| Job |
Everything from the line containing "Locate each instance of the solar panel in" through the final line of the records must be transcribed verbatim; nothing else belongs in the result.

| Given information |

Begin

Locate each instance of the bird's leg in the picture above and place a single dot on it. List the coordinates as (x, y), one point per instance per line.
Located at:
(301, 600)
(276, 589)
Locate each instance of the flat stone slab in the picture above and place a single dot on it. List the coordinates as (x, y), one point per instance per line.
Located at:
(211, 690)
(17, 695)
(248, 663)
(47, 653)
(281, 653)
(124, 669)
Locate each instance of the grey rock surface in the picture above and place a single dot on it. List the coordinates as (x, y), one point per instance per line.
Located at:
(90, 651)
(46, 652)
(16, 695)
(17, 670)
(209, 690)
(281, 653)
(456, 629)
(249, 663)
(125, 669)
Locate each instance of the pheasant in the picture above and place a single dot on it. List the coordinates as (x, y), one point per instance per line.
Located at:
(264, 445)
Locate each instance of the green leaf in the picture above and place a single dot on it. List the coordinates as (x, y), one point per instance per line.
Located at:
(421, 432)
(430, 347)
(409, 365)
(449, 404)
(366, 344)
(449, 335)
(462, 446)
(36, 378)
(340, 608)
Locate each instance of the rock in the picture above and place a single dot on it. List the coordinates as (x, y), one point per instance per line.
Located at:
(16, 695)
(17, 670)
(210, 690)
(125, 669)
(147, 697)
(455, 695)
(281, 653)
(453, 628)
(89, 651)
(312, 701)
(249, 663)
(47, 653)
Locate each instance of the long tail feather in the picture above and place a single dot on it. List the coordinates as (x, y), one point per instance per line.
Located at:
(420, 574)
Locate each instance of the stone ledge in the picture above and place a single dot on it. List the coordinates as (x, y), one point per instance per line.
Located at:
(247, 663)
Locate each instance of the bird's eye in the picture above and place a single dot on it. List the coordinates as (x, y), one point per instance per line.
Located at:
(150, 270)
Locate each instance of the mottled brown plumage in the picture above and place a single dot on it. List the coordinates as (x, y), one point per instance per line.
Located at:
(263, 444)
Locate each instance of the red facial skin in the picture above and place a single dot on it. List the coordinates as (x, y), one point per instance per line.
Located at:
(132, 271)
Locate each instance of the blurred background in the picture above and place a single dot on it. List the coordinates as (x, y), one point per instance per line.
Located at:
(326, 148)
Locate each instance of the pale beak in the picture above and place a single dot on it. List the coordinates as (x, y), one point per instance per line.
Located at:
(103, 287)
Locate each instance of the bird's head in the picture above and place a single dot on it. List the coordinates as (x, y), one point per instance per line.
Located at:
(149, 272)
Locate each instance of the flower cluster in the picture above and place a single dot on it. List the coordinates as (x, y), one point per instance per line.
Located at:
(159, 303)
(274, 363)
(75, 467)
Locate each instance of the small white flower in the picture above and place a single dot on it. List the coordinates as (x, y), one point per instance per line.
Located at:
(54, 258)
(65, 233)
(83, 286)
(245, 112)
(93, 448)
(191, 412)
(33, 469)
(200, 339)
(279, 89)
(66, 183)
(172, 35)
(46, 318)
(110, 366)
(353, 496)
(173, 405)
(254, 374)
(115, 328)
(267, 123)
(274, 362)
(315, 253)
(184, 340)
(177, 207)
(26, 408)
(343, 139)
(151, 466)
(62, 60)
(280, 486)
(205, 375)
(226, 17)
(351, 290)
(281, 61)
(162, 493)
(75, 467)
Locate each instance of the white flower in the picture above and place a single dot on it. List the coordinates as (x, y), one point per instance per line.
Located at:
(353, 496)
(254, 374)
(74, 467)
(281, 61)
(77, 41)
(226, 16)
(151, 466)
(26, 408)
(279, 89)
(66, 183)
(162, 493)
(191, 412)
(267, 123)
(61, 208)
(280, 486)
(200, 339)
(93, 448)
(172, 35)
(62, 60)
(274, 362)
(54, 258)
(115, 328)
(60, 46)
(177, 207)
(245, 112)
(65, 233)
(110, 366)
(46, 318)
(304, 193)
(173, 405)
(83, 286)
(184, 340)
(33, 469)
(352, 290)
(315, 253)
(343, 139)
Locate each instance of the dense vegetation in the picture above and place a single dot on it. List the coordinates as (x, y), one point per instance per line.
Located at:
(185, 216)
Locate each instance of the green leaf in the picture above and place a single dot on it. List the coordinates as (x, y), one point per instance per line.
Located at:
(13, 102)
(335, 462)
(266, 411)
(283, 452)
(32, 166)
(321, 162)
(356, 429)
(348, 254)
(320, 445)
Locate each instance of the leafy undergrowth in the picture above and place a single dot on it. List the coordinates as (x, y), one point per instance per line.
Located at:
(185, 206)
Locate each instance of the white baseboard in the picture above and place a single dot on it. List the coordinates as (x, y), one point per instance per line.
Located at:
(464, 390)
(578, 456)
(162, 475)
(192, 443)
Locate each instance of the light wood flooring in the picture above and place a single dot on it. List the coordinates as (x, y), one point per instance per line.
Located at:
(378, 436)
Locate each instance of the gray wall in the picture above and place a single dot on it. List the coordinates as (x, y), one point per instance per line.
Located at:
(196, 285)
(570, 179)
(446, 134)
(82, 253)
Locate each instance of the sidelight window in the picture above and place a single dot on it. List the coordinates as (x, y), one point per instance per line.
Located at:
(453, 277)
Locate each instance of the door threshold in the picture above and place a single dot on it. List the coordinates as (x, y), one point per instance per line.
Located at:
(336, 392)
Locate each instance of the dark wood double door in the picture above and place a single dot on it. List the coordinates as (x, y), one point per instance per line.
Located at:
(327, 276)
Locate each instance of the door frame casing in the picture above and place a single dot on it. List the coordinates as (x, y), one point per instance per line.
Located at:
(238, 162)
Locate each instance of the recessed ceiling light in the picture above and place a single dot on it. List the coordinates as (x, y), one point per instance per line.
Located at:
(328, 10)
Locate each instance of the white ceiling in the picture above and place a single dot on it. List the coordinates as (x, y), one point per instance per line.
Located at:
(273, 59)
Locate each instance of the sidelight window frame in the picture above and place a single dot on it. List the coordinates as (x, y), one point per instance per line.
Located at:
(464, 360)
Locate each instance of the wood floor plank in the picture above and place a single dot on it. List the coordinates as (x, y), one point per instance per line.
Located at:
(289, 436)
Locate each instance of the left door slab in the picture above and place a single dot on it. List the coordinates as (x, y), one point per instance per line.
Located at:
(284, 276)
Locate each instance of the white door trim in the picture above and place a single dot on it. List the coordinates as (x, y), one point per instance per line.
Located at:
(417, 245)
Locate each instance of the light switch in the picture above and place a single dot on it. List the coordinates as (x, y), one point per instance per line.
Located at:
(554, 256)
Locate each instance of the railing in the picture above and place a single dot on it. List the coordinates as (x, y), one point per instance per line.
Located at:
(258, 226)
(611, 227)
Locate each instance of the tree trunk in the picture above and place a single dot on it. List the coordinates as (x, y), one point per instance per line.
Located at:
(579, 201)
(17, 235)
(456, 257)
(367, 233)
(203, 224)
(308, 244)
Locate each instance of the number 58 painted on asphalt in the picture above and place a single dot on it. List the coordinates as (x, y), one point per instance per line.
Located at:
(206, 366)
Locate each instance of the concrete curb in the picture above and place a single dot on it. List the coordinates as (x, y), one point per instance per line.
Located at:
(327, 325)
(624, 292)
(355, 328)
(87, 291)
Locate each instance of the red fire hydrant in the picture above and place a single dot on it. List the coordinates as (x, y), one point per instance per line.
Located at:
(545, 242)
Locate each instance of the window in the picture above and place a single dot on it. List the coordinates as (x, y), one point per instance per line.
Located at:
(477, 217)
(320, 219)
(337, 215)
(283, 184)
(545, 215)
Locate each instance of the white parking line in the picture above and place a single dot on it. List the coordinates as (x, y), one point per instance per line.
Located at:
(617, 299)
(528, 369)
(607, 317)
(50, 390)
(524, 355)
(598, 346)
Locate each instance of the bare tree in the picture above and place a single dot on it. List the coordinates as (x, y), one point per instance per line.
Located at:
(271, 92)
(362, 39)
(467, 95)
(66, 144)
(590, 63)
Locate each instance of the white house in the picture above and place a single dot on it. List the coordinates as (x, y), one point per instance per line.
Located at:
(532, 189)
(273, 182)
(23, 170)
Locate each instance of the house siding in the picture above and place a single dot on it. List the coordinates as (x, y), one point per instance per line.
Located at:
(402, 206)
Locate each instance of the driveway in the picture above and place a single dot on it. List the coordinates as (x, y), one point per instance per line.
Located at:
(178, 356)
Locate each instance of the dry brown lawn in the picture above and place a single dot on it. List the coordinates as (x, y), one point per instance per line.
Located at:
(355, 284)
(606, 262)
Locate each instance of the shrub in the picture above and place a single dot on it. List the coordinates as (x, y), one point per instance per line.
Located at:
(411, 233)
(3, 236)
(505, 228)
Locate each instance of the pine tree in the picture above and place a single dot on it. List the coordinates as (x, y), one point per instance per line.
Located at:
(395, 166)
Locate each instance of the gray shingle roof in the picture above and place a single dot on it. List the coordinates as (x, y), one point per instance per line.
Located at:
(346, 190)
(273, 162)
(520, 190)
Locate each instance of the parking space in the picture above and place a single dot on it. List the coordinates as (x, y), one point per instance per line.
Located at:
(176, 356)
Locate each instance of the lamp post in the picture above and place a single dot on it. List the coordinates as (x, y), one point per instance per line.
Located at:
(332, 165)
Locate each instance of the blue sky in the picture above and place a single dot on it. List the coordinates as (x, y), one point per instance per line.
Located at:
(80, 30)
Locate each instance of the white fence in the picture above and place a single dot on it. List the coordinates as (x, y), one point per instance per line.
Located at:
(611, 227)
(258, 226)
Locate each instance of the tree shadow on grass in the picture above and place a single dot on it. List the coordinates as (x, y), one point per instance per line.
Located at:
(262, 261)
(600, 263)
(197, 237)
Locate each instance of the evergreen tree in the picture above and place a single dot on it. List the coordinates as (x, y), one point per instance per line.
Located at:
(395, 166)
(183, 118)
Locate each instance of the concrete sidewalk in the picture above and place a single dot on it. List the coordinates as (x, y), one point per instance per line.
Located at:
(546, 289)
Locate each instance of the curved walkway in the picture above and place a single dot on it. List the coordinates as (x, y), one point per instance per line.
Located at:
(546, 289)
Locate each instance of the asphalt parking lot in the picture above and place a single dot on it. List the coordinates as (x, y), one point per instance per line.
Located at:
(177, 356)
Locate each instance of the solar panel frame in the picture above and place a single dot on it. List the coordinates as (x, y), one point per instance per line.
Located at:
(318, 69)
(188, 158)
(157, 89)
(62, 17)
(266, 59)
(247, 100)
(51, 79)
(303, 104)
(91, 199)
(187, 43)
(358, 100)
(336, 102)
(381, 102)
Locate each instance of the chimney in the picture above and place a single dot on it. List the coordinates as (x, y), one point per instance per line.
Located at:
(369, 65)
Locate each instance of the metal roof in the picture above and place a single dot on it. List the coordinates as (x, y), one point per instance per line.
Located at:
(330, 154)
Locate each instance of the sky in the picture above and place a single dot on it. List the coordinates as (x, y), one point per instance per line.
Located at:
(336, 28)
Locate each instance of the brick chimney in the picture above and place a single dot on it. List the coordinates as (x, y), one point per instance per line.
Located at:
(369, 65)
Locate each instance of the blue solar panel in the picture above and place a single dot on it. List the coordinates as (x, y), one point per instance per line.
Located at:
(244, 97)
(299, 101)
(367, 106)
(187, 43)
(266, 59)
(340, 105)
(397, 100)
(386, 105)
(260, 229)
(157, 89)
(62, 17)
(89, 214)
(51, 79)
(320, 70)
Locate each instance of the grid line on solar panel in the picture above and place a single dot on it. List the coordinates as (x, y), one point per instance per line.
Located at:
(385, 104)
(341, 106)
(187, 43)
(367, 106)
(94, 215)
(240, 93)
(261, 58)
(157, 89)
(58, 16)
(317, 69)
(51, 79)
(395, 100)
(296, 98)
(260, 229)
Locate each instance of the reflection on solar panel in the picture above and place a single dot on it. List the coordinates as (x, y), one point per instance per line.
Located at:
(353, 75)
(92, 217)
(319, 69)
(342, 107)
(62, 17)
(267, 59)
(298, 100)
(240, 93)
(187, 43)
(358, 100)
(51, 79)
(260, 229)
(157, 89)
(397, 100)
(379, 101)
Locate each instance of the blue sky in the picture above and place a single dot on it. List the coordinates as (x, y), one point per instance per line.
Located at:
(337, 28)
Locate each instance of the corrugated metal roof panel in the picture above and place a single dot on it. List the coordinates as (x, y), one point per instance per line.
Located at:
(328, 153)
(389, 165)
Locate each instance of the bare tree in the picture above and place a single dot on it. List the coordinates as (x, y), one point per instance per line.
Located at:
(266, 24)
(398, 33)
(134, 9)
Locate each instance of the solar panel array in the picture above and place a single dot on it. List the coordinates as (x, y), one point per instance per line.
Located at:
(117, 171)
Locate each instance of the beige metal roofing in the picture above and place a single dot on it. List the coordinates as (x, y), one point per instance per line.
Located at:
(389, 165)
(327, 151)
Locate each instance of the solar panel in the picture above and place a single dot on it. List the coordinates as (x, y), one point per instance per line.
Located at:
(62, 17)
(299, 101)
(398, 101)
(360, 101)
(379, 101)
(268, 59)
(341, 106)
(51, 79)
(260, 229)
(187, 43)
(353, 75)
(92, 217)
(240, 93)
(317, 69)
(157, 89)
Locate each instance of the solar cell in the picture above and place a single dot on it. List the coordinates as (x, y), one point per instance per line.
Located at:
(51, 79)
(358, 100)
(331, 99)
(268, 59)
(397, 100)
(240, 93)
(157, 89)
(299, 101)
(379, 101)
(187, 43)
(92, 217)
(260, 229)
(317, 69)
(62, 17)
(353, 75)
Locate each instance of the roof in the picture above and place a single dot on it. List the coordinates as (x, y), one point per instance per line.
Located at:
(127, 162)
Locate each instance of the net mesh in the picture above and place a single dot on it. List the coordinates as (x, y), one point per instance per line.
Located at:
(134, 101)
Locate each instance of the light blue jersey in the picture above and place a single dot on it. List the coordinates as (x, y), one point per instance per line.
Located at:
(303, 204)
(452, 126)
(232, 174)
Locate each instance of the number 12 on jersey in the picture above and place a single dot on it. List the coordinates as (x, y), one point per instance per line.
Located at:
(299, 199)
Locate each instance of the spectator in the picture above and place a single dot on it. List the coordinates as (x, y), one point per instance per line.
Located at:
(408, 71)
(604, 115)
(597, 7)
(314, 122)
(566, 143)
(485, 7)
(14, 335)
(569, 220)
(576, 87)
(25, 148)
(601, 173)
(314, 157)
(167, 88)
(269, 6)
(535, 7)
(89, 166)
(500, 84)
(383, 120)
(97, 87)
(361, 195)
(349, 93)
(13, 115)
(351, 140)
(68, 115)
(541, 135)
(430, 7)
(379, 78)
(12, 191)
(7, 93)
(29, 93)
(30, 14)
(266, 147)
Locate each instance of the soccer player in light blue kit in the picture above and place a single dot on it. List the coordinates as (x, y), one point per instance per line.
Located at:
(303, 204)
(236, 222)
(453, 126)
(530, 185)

End

| Response to the task |
Locate each instance of the solar panel in the picture above and place a single dot on it. List the coordinates as (x, y), one point per instance per line.
Located at:
(62, 17)
(299, 101)
(398, 101)
(360, 101)
(379, 101)
(268, 59)
(341, 106)
(51, 79)
(260, 229)
(187, 43)
(353, 75)
(92, 217)
(240, 93)
(317, 69)
(157, 89)
Locate each instance of the solar cell in the picture above and place a single dot on it. List the coordinates as (x, y), one point per instance per line.
Located at:
(51, 79)
(358, 100)
(331, 99)
(268, 59)
(397, 100)
(240, 93)
(157, 89)
(299, 101)
(379, 101)
(187, 43)
(92, 217)
(260, 229)
(317, 69)
(62, 17)
(353, 75)
Locate each instance of the roof in the picture above and place a single dot on it. List the coordinates as (x, y), one point per instance per line.
Located at:
(127, 162)
Locate each instance of the net mesh in the picture above and place a single dot on it. List the coordinates as (x, y), one point per instance per line.
Located at:
(134, 101)
Locate each instance of the light blue jersey in the picture above and place a single dot on it. List the coordinates as (x, y), one point per instance per line.
Located at:
(303, 204)
(452, 126)
(232, 174)
Locate each instance of the number 12 on jersey in the picture above and place a single dot on it. List the coordinates as (x, y), one point per instance per line.
Located at:
(299, 199)
Locate each instance of the spectator in the picture above and place a single dot on it. List the coordinates as (x, y), one point per instance per line.
Located at:
(408, 71)
(604, 115)
(597, 7)
(314, 122)
(566, 143)
(485, 7)
(14, 335)
(569, 220)
(576, 87)
(25, 148)
(601, 173)
(314, 157)
(167, 88)
(269, 6)
(535, 7)
(89, 166)
(500, 84)
(383, 120)
(97, 87)
(361, 195)
(349, 93)
(13, 115)
(351, 140)
(68, 115)
(541, 135)
(430, 7)
(379, 78)
(12, 191)
(7, 93)
(29, 93)
(30, 14)
(266, 147)
Locate each instance of the soccer player in light blue kit in the picture above and place a single dot on it. List the coordinates as (x, y), one point per instance per line.
Located at:
(303, 204)
(236, 222)
(453, 126)
(530, 185)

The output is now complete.